● PASSAGE PROVIDED:
* * * * *

The input to the scoring algorithm includes the list of validated
people candidates and their locations in the filtered disparity
map. In particular, the input can be a data structure (e.g., array
or linked list data structure) in which the size of the data
structure corresponds to the number of validated people
candidates.
[0091] If, at 900, the number of validated people candidates is
equal to one or more persons, a confidence score F1 can be
generated at 910. The confidence score F1 corresponds to a
confidence level that the target volume contains only one person.
The confidence score F1 can be a value between 0 and 1.
[0092] If, at 920, the number of validated people candidates is
equal to two or more persons, a confidence score F2 can be
generated at 930. The confidence score F2 corresponds to a
confidence level that the target volume contains two or more
persons. The confidence score F2 can be a value between 0 and
1.
[0093] At 940, a confidence score F0 can be generated regardless of
the number of validated people candidates. The confidence score F0
corresponds to a confidence level that the target volume contains
at least one person. The confidence score F0 can be a value between
0 and 1.
[0094] At 950, 960, and 970 respectively, the confidence scores F0,
F1, and F2 are each averaged with confidence scores from previous
frames, resulting in average confidence scores F0.sub.AVG,
F1.sub.AVG and F2.sub.AVG. In a preferred embodiment, the
confidence scores F0, F1, F2 are weighted according to weights
assigned to each frame. The weights are intended to filter out
confidence scores generated from frames giving spurious
results.
[0095] At 980, the average confidence scores F0.sub.AVG, F1.sub.AVG
and F2.sub.AVG are used to determine the number of people present
(or absent) in the target volume.
[0096] Referring back to FIG. 6, the primary sensor 230 and the
secondary sensor 240 according to the exemplary embodiment
considers the confidence scores from step 980, to make a
determination about the number of people candidates in the
respective primary zone 210 and secondary zone 220, and a
confidence level of that determination, as shown at decision step
652. If the confidence that such a determination can be made, when
interfaced to the controller 310 using discrete I/O, a signal can
be asserted to the controller 310 to indicate if no people are
present, one person is present, or greater than one person is
present at step 672. If the confidence level is not sufficient to
make such a determination, a signal is asserted to indicate that
the sensor is "not ready",at step 662.
[0097] At step 652, motion analysis between frames is used for the
purpose of asserting a "not ready" signal, i.e., that the
respective sensor does not have an ambiguous result, and can
determine the number of people in the observed zone. In an
illustrative embodiment, motion detection is performed using an
orthographic projection histogram of 3D points on the floor. Each
point in the histogram is weighted such that the closer the point
is to the sensor, the less it contributes to the histogram value
following the square law. A point twice as far away contributes
four times as much resulting in a normalized count. The sum of
absolute differences is computed for the current frame and several
frames earlier, using a ring buffer. If the difference is
excessive, motion is sufficient to suggest that the observed scene
is not at a steady state to report a result. One skilled in the art
will appreciate that other methods of motion detection an/or
tracking objects between frames can be performed to determine a
steady state sufficient to report a result. A sequence of such
views and statistics for a duration (determined by the size of the
ring buffer) is used to determine if the system "ready/not ready"
signal can be asserted so that the number (or absence) of people in
the observed zone can be determined.

* * * * *

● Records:
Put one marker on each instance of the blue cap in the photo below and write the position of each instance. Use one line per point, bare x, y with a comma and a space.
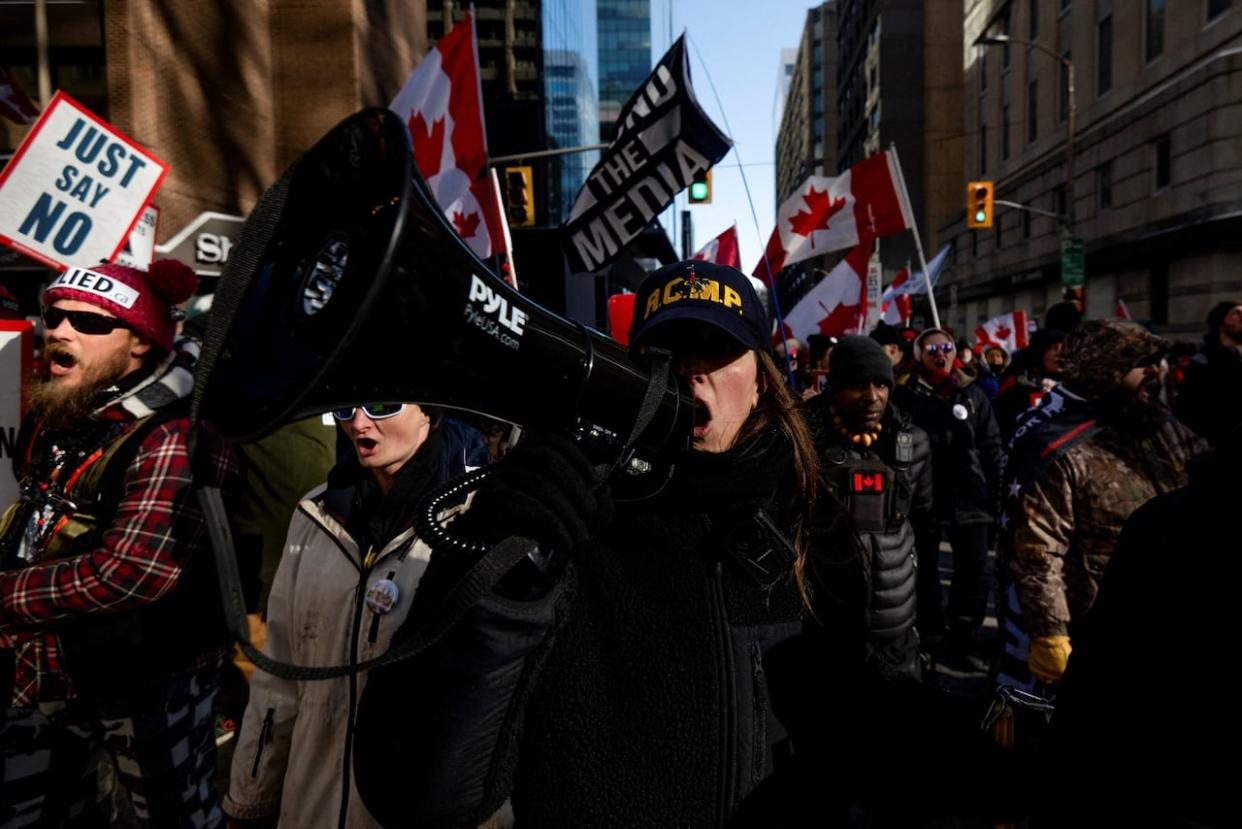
708, 292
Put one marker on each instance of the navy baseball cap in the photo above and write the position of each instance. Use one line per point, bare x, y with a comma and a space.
717, 295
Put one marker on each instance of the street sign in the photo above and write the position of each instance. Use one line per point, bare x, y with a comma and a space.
1073, 261
139, 250
874, 292
75, 188
205, 242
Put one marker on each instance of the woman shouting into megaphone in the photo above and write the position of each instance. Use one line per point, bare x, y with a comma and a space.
625, 679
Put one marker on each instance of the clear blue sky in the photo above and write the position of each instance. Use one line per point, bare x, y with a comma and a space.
740, 44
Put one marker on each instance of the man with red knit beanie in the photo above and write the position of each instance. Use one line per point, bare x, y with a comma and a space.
111, 633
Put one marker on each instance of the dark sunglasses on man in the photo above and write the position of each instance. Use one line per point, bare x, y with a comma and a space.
373, 410
83, 322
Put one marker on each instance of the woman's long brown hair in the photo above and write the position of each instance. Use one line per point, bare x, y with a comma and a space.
776, 408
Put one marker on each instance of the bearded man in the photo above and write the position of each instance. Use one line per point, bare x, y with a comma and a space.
111, 632
1093, 451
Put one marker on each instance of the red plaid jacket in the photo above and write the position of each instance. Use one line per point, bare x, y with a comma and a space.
137, 562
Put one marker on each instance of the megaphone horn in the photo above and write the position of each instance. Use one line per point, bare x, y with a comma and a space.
348, 286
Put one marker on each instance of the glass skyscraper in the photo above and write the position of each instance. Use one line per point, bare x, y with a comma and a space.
625, 56
570, 107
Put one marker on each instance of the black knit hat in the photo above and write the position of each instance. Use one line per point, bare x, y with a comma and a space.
857, 359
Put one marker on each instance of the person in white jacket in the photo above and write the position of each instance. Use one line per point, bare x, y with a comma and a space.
344, 584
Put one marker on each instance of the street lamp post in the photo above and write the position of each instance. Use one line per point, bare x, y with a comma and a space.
1067, 219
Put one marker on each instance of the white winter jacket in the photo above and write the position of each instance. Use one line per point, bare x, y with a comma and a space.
292, 748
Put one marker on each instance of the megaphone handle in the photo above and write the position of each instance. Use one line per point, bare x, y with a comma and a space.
657, 380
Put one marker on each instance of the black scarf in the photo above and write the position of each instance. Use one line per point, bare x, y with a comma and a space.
718, 482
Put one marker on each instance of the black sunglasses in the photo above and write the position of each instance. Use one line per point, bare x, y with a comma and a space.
373, 410
82, 321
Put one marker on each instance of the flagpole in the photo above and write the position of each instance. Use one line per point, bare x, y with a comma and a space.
754, 214
907, 321
503, 221
904, 195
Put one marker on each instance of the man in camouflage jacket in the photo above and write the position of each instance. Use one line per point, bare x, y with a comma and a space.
1098, 448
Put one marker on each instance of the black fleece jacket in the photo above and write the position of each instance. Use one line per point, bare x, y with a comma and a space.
632, 694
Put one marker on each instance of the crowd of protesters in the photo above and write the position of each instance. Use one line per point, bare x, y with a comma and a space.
760, 641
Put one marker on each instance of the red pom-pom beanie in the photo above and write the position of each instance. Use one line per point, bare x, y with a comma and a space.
145, 300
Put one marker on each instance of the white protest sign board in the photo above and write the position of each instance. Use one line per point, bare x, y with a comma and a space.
139, 250
16, 354
75, 189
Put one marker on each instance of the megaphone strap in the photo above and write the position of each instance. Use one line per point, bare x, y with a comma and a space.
657, 380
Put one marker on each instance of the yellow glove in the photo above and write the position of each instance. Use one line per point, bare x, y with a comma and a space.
1048, 658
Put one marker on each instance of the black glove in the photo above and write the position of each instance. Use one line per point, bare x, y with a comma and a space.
547, 490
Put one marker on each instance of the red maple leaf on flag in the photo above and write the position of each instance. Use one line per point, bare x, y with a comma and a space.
820, 209
429, 144
838, 321
466, 225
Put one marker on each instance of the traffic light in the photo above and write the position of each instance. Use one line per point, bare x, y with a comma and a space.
979, 204
519, 196
701, 188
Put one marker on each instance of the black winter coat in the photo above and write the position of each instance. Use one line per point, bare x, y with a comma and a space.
966, 455
634, 694
1210, 397
889, 549
1144, 706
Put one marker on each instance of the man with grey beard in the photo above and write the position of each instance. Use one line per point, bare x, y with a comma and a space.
1094, 450
111, 633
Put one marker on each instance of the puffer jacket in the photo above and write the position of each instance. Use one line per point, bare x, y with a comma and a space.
966, 455
635, 692
907, 513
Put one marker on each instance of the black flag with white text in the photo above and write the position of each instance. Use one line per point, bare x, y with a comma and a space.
663, 139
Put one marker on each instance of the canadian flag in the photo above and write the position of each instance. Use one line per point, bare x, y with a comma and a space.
722, 250
14, 103
1007, 331
444, 111
837, 305
824, 215
896, 301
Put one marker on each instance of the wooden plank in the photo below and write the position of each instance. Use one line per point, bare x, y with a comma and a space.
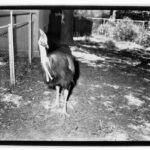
30, 38
11, 51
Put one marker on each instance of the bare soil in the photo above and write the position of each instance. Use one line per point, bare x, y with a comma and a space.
110, 102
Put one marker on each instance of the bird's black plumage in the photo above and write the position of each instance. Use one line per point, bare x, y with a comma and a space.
61, 69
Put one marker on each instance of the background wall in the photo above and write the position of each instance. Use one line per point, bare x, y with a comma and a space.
21, 34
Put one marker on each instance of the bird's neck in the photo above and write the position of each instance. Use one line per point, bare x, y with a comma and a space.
43, 53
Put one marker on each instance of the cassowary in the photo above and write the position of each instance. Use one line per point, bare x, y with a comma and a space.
59, 70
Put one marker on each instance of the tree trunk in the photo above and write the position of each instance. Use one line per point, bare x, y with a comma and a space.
67, 27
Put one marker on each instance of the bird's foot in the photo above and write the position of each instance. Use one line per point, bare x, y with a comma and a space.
64, 113
55, 105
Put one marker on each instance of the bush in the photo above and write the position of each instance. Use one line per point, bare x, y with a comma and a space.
125, 31
145, 40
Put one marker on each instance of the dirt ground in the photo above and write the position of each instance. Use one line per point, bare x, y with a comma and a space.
110, 102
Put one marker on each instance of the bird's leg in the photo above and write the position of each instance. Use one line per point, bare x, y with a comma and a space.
64, 110
56, 103
47, 78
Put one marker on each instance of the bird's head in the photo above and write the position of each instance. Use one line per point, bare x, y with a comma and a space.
43, 39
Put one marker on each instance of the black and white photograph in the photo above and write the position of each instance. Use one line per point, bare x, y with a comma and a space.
74, 73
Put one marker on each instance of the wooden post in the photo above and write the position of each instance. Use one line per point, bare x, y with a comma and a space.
11, 50
30, 38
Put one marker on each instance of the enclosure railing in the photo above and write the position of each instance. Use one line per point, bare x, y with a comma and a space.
121, 20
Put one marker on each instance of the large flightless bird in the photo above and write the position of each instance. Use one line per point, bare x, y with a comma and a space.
59, 70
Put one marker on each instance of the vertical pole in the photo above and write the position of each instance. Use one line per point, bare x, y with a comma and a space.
11, 50
30, 38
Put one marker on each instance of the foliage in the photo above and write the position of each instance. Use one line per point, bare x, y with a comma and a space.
125, 30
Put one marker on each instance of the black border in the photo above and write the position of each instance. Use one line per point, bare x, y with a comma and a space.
75, 143
92, 7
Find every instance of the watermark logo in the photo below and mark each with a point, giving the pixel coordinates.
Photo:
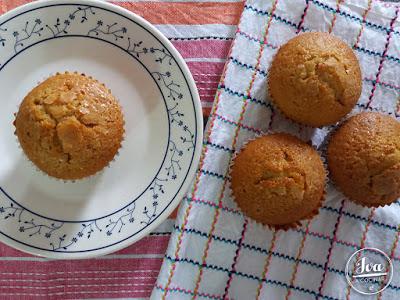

* * * * *

● TASKS TO CARRY OUT:
(1) In the passage on people-count confidence scores, what does confidence score F2 correspond to?
(2) Decide whether each statement agrees with the passage on people-count confidence scores. Answer yes or no for each, and quote the deciding words from the passage.
(a) Confidence score F0 is generated only when there are one or more validated people candidates.
(b) The weights assigned to each frame are meant to filter out confidence scores from frames that give spurious results.
(c) In an illustrative embodiment, motion detection uses an orthographic projection histogram of 3D points on the floor.
(3) List every confidence score named in the passage on people-count confidence scores, including the averaged ones.

● RESULTS FOR THE EXERCISE:
(1) F2 corresponds to a confidence level that the target volume contains two or more persons.

(2)
(a) No: "a confidence score F0 can be generated regardless of the number of validated people candidates."
(b) Yes: "The weights are intended to filter out confidence scores generated from frames giving spurious results."
(c) Yes: "motion detection is performed using an orthographic projection histogram of 3D points on the floor."

(3) F0, F1, F2, F0.sub.AVG, F1.sub.AVG, F2.sub.AVG